EXTRACTED TEXT ->
So, you combined everything into just one patch and there is no commit
log message, I'll see if I can redo it from the last broken out patch
series you submitted.

- Arnaldo
 
> P.S. not my proudest patch, changed too many things, might be buggy.
> If there're bugs please let me know.
> 
> On Fri, Jun 21, 2024 at 12:34 AM Howard Chu <howardchu95@...il.com> wrote:
> >
> > Hello Arnaldo,
> >
> > Thanks for the review, the code is refined based on your comments.
> > There is just a little thing:
> >
> > On Thu, Jun 20, 2024 at 1:59 AM Howard Chu <howardchu95@...il.com> wrote:
> > >
> > > Hello,
> > >
> > > Thanks for the in-depth review.

RECORD LIST ->
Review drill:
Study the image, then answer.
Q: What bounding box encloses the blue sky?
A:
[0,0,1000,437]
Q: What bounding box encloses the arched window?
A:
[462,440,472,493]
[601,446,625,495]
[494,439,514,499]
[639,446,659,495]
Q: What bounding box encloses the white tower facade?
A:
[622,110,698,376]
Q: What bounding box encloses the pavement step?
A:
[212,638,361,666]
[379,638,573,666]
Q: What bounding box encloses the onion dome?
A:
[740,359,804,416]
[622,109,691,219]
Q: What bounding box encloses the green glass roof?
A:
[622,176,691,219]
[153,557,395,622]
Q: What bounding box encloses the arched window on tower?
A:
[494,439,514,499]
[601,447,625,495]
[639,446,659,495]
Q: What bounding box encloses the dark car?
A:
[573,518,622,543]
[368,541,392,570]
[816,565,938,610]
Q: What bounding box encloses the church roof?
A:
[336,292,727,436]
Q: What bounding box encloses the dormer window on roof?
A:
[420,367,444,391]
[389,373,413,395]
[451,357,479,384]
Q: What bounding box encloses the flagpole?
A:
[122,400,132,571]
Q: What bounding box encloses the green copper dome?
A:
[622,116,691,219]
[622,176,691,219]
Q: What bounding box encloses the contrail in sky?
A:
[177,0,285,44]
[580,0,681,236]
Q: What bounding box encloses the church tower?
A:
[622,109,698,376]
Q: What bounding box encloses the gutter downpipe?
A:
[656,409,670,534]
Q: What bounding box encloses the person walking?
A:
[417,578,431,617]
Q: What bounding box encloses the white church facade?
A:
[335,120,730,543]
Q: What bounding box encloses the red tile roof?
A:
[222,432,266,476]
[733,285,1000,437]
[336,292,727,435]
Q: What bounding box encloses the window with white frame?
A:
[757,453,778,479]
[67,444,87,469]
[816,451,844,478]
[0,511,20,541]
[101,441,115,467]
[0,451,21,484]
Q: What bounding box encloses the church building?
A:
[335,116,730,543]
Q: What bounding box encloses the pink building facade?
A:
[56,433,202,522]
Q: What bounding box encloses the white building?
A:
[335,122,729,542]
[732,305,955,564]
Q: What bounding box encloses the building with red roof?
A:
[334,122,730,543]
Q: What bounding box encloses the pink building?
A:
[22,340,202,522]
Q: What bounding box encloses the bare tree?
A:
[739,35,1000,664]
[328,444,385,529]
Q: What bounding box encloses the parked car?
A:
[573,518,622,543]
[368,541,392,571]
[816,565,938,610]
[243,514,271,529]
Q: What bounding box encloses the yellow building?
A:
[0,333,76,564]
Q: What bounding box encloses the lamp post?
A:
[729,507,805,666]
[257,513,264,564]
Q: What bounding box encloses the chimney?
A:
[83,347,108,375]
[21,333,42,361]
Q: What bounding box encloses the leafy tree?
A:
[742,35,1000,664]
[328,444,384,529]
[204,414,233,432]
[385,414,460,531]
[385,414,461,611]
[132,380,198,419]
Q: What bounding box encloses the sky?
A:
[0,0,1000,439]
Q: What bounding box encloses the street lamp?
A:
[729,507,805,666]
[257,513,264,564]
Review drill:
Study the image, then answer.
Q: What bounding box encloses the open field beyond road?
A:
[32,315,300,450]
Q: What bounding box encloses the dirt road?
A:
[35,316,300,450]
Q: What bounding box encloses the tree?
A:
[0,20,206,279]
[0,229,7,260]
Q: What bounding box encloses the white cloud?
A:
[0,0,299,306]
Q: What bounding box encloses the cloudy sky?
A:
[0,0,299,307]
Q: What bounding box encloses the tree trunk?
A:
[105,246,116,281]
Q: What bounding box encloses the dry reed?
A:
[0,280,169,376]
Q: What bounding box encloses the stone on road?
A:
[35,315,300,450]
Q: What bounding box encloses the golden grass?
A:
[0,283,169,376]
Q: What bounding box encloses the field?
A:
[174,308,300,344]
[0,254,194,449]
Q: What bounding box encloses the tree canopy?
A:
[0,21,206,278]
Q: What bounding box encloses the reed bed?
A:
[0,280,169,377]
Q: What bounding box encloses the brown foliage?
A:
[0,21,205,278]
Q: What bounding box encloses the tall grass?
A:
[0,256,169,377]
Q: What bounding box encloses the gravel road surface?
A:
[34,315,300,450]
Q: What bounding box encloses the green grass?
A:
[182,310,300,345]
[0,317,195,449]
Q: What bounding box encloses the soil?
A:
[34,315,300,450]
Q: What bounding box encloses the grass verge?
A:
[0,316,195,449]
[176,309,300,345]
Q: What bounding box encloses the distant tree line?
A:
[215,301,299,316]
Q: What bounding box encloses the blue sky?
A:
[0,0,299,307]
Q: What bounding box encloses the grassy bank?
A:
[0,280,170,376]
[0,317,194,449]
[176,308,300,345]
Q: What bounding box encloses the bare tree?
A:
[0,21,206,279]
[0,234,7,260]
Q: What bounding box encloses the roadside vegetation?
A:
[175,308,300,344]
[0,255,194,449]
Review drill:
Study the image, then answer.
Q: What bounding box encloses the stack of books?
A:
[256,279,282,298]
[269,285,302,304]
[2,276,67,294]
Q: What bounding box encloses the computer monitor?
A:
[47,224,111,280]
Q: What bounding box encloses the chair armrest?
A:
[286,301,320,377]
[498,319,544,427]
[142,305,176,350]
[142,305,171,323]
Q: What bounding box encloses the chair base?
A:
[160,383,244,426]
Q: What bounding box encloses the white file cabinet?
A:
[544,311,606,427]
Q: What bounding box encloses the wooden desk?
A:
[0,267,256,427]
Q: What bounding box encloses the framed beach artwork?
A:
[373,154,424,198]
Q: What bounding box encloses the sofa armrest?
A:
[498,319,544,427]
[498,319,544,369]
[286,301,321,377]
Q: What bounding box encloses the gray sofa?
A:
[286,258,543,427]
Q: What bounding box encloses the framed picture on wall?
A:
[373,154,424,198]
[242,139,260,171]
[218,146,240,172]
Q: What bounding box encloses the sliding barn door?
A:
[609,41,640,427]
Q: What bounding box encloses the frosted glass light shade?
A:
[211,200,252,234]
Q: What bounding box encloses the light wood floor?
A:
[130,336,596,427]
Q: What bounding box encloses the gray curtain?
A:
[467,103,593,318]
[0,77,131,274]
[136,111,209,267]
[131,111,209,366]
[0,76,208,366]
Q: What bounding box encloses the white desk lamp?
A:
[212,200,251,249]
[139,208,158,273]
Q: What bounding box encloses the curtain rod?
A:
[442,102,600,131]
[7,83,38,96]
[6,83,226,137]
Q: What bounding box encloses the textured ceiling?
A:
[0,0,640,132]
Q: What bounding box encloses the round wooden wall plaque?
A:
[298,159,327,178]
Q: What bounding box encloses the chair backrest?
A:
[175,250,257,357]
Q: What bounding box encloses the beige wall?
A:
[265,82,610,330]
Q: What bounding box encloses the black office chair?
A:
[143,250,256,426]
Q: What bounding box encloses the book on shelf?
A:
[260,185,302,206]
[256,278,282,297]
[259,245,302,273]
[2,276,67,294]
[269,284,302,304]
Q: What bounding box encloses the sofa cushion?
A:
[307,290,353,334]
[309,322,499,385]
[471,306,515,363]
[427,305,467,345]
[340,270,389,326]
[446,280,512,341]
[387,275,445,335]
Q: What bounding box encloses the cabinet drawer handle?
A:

WRITTEN REQUEST -> List every phrase the P.S. in the email thread uses to describe the patch.

OUTPUT FOR THIS EXERCISE ->
- not my proudest patch
- changed too many things
- might be buggy